• Desafio:
Segundo o trecho do documento, por qual time William Shanahan jogou no Brasil?

• Trecho do documento:
*****
Publicado em 18 de fevereiro de 2011 às 10h26.

Última atualização em 10 de fevereiro de 2021 às 18h27.

O executivo americano William Shanahan, presidente mundial da Colgate-Palmolive, está habituado a enfrentar gente grande. Com 1,93 metro de altura, Shanahan foi capitão da equipe de basquete da Universidade da Califórnia, na década de 50. Depois, liderou o time do Esmael na conquista do bicampeonato profissional das Filipinas. No Brasil, onde viveu entre 1972 e 1976, vestiu a camisa do Paulistano. Fora das quadras, Shanahan acaba de se envolver diretamente naquela que já considera a maior disputa de sua vida, a aprovação pelo Cade da compra da Anakol, dona da marca Kolynos, a pasta dental mais vendida no Brasil, anunciada em janeiro de 1995.

Mais uma vez, tem pela frente gente grande. Seu adversário é a Procter & Gamble, maior fabricante de produtos de higiene e limpeza dos Estados Unidos. Em fevereiro do ano passado, a P&G entrou com uma representação naquele órgão contra o negócio. Segundo ela, a compra da Kolynos pela Colgate implicaria numa perigosa concentração do mercado brasileiro de dentifrícios. A partir de então, o tiroteio começou, mas sem a intensidade adquirida nos últimos dias.

Até agora, Shanahan acompanhava de perto a disputa, mas sem envolvimento direto. A ordem emanada do Q.G. da Colgate-Palmolive, em Nova York, era manter silêncio sobre o julgamento. Na primeira semana deste mês, Shanahan desembarcou no Brasil e liderou o ataque. Liberou seus principais executivos para falar sobre o assunto. Ao mesmo tempo, assumiu algumas tarefas. Como principal executivo da companhia no mundo, teve audiências com o ministro Nelson Jobim, da Justiça. Entre esses compromissos, recebeu EXAME para sua única entrevista concedida sobre o assunto.
*****
• Dados fornecidos:

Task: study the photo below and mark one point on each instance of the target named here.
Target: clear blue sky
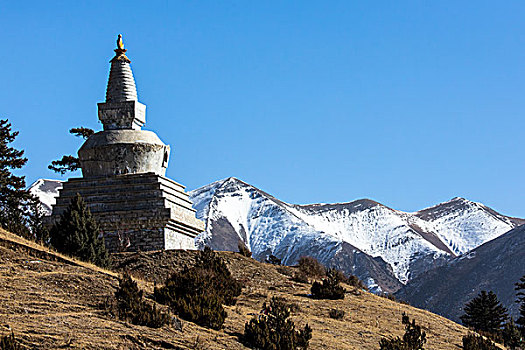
*****
• Resposta:
Pelo Paulistano.